## Written exercise
Rewrite the whole listing below, swapping every "photograph" for "image" and leaving everything else unchanged, and omit the pictures from your answer.

— START Given data —

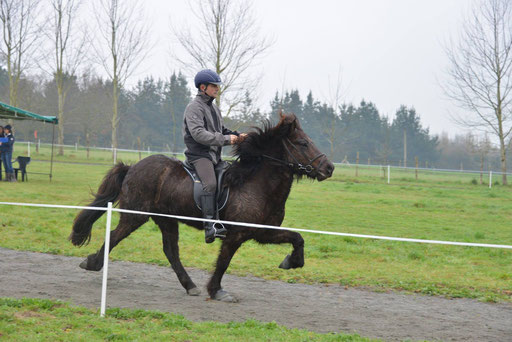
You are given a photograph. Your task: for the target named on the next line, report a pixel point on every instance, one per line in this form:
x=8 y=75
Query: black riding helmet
x=206 y=77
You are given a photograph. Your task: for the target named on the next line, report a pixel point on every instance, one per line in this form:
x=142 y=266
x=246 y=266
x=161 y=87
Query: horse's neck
x=276 y=184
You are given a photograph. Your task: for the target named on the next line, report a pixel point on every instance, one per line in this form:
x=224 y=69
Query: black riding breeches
x=206 y=172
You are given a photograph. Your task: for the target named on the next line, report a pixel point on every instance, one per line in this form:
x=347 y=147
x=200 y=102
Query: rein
x=296 y=165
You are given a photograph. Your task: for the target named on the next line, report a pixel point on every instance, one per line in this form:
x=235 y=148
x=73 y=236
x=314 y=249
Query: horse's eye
x=302 y=142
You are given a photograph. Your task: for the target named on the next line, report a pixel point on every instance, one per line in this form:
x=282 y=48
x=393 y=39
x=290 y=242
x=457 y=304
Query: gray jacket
x=203 y=129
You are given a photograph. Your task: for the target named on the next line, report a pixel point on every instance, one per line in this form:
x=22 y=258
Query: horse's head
x=300 y=153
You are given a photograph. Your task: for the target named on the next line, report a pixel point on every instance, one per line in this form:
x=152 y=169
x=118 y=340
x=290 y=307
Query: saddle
x=222 y=193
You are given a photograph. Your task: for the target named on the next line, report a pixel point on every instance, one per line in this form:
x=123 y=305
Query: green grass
x=435 y=207
x=45 y=320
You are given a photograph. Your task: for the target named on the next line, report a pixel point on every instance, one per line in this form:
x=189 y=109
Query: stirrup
x=220 y=230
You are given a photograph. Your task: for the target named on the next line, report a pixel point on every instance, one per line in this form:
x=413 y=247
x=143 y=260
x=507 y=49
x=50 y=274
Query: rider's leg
x=205 y=170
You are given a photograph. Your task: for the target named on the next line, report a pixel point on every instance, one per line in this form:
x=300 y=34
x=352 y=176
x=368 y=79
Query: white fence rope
x=262 y=226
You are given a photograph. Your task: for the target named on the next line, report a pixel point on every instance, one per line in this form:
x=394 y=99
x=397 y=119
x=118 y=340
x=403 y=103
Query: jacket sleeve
x=195 y=124
x=10 y=142
x=227 y=131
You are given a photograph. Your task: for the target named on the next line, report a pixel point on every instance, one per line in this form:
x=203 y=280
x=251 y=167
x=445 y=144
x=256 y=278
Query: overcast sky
x=390 y=52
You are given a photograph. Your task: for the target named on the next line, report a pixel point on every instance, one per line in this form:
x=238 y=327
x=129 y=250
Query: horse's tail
x=108 y=191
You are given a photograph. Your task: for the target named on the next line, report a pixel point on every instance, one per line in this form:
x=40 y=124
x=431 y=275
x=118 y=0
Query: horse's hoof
x=83 y=264
x=225 y=297
x=89 y=265
x=286 y=264
x=194 y=291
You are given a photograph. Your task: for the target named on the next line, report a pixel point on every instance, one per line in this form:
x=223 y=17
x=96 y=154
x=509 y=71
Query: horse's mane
x=259 y=141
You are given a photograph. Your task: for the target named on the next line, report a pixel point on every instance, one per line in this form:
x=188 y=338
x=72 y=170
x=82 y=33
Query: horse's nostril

— END Given data —

## Result of this task
You are given a image. Your task: for the target named on the next line, report a pixel point on every instance, one per line in this form:
x=8 y=75
Query: black riding helmet
x=206 y=77
You are given a image. Your task: for the target named on the next line, report a pixel point on every instance, one per line in this form:
x=142 y=266
x=246 y=266
x=161 y=87
Query: horse's neck
x=276 y=184
You are given a image. Your task: for the target named on the next line, report a pixel point on every instance, one per line in this form:
x=224 y=69
Query: black riding breeches
x=206 y=172
You are given a image. Your task: for the target named on the next line, report a pixel point on every instance, one per line in this form:
x=347 y=147
x=200 y=102
Query: rein
x=296 y=165
You are given a image. Your task: for the target named on the next line, report a pixel point on every instance, one per line in this form:
x=235 y=148
x=73 y=236
x=314 y=249
Query: horse's eye
x=302 y=142
You are given a image. Your task: for the target named on the next line, report a pixel point on every instance, one per line in this form:
x=282 y=48
x=393 y=39
x=290 y=242
x=457 y=304
Query: gray jacket
x=203 y=129
You are given a image. Your task: for the target named on the next line, report a pixel point on every instance, one per line in this form:
x=22 y=258
Query: horse's head
x=300 y=153
You are given a image. Your task: for the target named on the next line, report a pixel point on every instance, one per line in this form:
x=152 y=169
x=118 y=340
x=290 y=307
Query: saddle
x=222 y=193
You are given a image. Your task: for the target named on the next line, report a pixel point on every instance, one per line in this form:
x=123 y=305
Query: green grass
x=435 y=207
x=45 y=320
You are given a image. Your task: for the target named on the next line, report a pixel point on every instance, one per line in this form:
x=189 y=109
Query: stirrup
x=220 y=230
You are given a image. Your task: for the target named on the next line, report a pixel point on every instance, one per line in this form:
x=413 y=247
x=143 y=260
x=507 y=49
x=50 y=274
Query: rider's leg
x=205 y=170
You are given a image. Your task: for the target named on the next line, report a pixel point on every instance, one per line in this form:
x=300 y=34
x=352 y=176
x=368 y=79
Query: white fence rope
x=262 y=226
You are given a image. Your task: for the target named on the next line, report a pixel point on every instance, one per line in this form:
x=394 y=99
x=397 y=119
x=118 y=340
x=403 y=103
Query: jacket sleeve
x=195 y=124
x=10 y=142
x=227 y=131
You are given a image. Your task: for the target named on the next line, report a pixel point on every instance, one per line in this form:
x=203 y=280
x=251 y=167
x=445 y=144
x=256 y=278
Query: overcast sky
x=390 y=52
You are given a image. Your task: for the target named on the next line, report a pixel point on every instance, one per line in this form:
x=238 y=327
x=129 y=250
Query: horse's tail
x=108 y=191
You are given a image. Your task: for the target named on the next line, report a pixel point on every instance, one per line in this form:
x=40 y=124
x=431 y=275
x=118 y=0
Query: horse's hoof
x=83 y=264
x=225 y=297
x=89 y=265
x=286 y=264
x=194 y=291
You are given a image. Your task: for the target named on the next line, report a pixel point on every instance, one per line in this form:
x=223 y=17
x=96 y=154
x=509 y=71
Query: horse's mane
x=259 y=141
You are given a image. Your task: for the target named on the next line, report a pixel point on every instance, one per line in this form:
x=188 y=338
x=72 y=170
x=82 y=33
Query: horse's nostril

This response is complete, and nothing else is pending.